Document =>
....
Employee Relationship or Pressures


• Dissatisfied employees have access to assets
• Employees exhibit a lifestyle that is beyond their means
• Employee behavior changes in unusual and unexplained ways
Fraud Risk Factors – Misappropriation of Assets
Controls
• Management fails to provide adequate oversight
• Job applicants are inadequately screened
• The accounting system is in disarray
Responsibilities
The primary responsibility for the prevention and detection of fraud
rests with both those charged with governance of the entity and
management.
An auditor conducting an audit in accordance with PSAs is
responsible for obtaining reasonable assurance that the financial
statements taken as a whole are free from material misstatement,
whether caused by fraud or error.
Auditors do not make legal determination whether fraud has
occurred. The auditor is interested in acts that result in a material
misstatement of the financial statements.
Objectives
The objectives of the auditor are:
• To identify and assess the risks of material misstatement of the
financial statements due to fraud;
• To obtain sufficient appropriate audit evidence about the
assessed risks of material misstatement due to fraud, through
designing and implementing appropriate responses; and
• To respond appropriately to identified or suspected fraud.
Professional Skepticism
An audit should be conducted with a mindset that recognizes the
possibility of material misstatement due to fraud, even if
• Past experience with the client has not revealed fraud, and
• Regardless of the auditor’s belief about management’s honesty
and integrity
An auditor should not be satisfied with less than persuasive
evidence because of a belief that management is honest.
Discussion Among Engagement Team
Prior to or in conjunction with obtaining information to identify
risks of fraud, the audit team should discuss the potential for a
material misstatement due to fraud including
• Brainstorming among team members
• Emphasizing the importance of maintaining the proper state of
mind regarding the potential for material misstatement due to
fraud
Obtaining the Information Needed
1. Make inquiries of management and others within the entity
• Does it have knowledge of fraud or suspected fraud
• Have there been allegations of fraud or suspected fraud
• Its understanding of fraud risks
• Programs and controls established to mitigate fraud risks

2. Make inquiries with those charged with governance


• How they exercise oversight of management’s processes for
identifying and responding to the risks of fraud
Obtaining the Information Needed
3. Considering the results of analytical procedures performed
during audit planning
• When unexpected results occur, consider the risk of material
misstatement due to fraud.

4. Considering fraud risk factors


• The auditor shall evaluate whether the information obtained
from the other risk assessment procedures and related activities
performed indicates that one or more fraud risk factors are
present.
5. Considering other information
Identification and Assessment of RMM Due to Fraud

The auditor shall identify and assess the risks of material


misstatement due to fraud at the financial statement level, and at the
assertion level for classes of transactions, account balances and
disclosures.
The auditor shall treat those assessed risks of material misstatement
due to fraud as significant risks and accordingly, to the extent not
already done so, the auditor shall obtain an understanding of the
entity’s related controls, including control activities, relevant to such
risks.
....
Dataset content =>
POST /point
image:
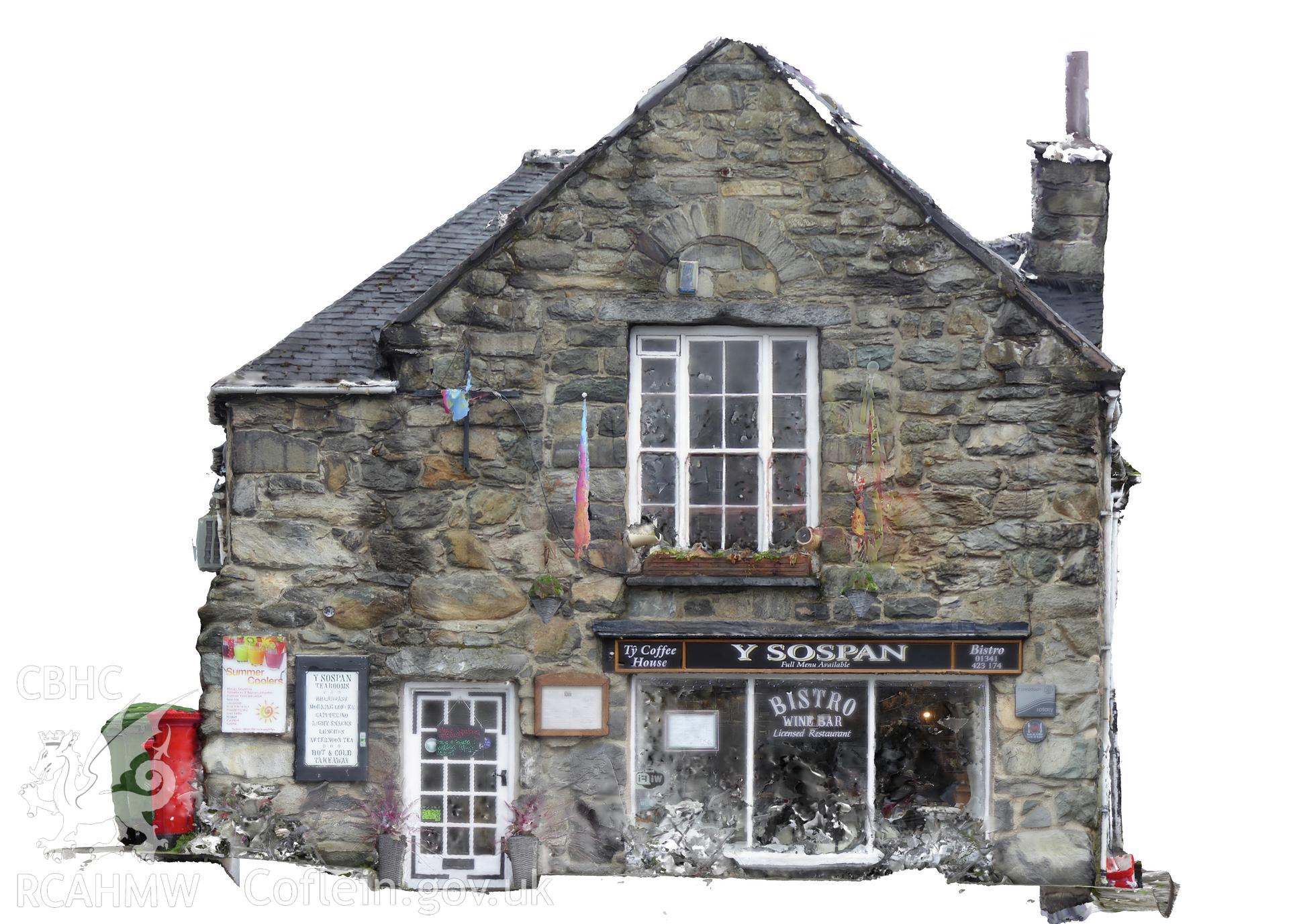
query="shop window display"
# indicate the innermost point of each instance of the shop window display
(807, 771)
(811, 767)
(690, 771)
....
Directives =>
[A] In the text on fraud in auditing, who holds the primary responsibility for preventing and detecting fraud?
[B] Pick up the text on fraud in auditing after its final sentence and continue it in the same style.

Answers given =>
[A] Both those charged with governance of the entity and management.

[B]
Attributes of the RMM
The auditor should consider the following attributes of the risk of material
misstatements due to fraud to identify whether and how the risk is relevant to audit
• Type – whether it involves fraudulent financial reporting or misappropriation of
assets
• Significance – whether it is of a magnitude that could lead to result in a possible
material misstatement of the financial statements
• Likelihood – the likelihood that it will result in a material misstatement in the
financial statements
• Pervasiveness – whether the potential risk is pervasive to the financial statements
as a whole or especially related to a particular assertion, account or class of
transactions
Responses to the Assessed Risks
Overall responses
• Assign personnel with more experience and have more
supervision
• Evaluate whether the selection and application of accounting
policies by the entity may be indicative of fraudulent financial
reporting resulting from management’s effort to manage
earnings
• Incorporate an element of unpredictability in the selection of the
nature, timing and extent of audit procedures
Responses to the Assessed Risks
Audit Procedures Responsive to Assessed Risks of Material
Misstatement Due to Fraud at the Assertion Level
General types of responses:
• Nature – more reliable evidence or additional corroborative
information
• Timing – perform at or near end of reporting period, but apply
substantive procedures to transactions occurring throughout the
year
• Extent – increase sample sizes, perform more detailed analytical
procedures
Responses to the Assessed Risks
Audit Procedures Responsive to Risks Related to Management
Override of Control
• Test the appropriateness of journal entries recorded in the
general ledger and other adjustments made in the preparation
of the financial statements.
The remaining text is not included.